DESCRIPTION OF THE TASK: From the records that follow, copy every line in which "tree" appears.

[Natural-language object grounding data]
◆ ◆ ◆ ◆ ◆ ◆ ◆

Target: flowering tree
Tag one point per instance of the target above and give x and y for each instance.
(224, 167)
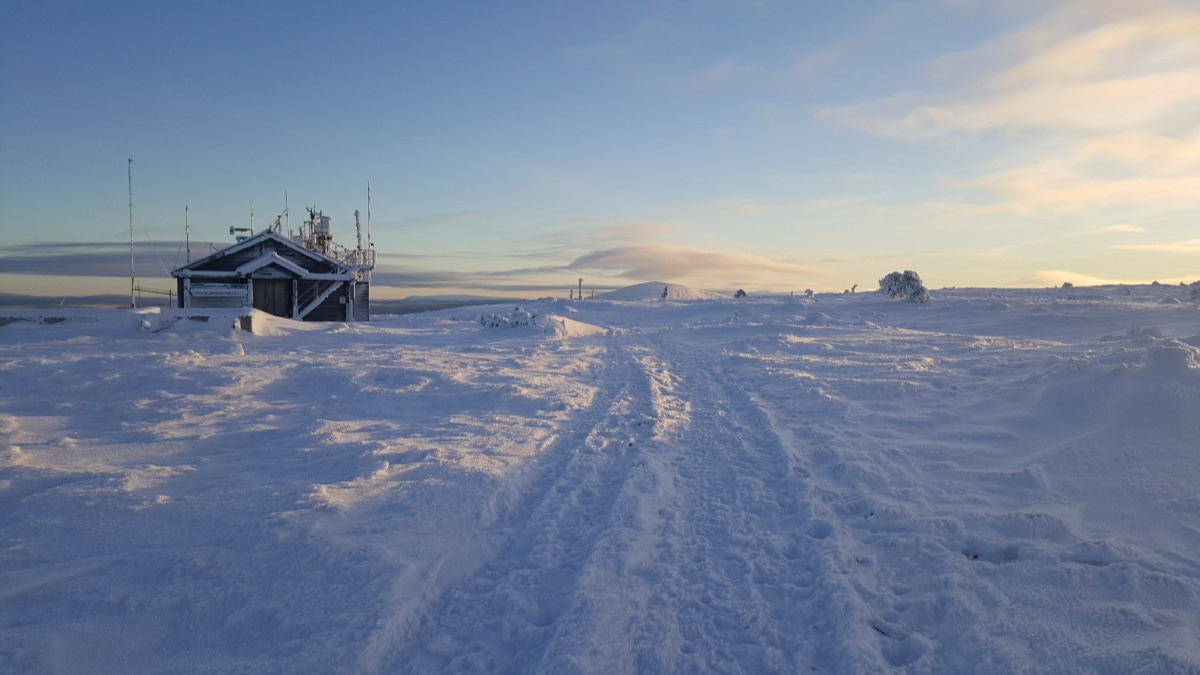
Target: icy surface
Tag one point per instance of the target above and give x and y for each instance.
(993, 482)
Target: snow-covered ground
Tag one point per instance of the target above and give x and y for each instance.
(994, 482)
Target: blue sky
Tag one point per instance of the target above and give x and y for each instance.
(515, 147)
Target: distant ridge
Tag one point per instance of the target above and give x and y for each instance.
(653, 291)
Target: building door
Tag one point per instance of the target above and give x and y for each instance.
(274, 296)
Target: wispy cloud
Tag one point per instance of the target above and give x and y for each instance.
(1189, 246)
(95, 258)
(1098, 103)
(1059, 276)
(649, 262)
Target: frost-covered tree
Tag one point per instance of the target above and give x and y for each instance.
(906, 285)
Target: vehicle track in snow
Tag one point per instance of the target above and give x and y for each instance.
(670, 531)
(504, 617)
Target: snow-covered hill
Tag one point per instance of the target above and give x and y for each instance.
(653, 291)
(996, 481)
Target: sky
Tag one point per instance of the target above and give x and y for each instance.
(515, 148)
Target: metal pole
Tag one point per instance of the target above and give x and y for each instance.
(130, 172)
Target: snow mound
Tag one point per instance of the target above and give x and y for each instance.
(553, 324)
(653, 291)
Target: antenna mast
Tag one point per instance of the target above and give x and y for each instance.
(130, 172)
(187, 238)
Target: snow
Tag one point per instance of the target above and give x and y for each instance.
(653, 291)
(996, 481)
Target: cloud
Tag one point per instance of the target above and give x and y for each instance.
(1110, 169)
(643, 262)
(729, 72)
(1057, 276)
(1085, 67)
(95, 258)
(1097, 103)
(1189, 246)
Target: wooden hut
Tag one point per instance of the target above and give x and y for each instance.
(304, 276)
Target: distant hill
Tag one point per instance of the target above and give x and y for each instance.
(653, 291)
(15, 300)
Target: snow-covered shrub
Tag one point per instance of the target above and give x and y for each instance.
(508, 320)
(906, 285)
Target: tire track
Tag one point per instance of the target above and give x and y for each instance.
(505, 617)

◆ ◆ ◆ ◆ ◆ ◆ ◆

EXERCISE SOLUTION:
Target: flowering tree
Target: frost-covered tree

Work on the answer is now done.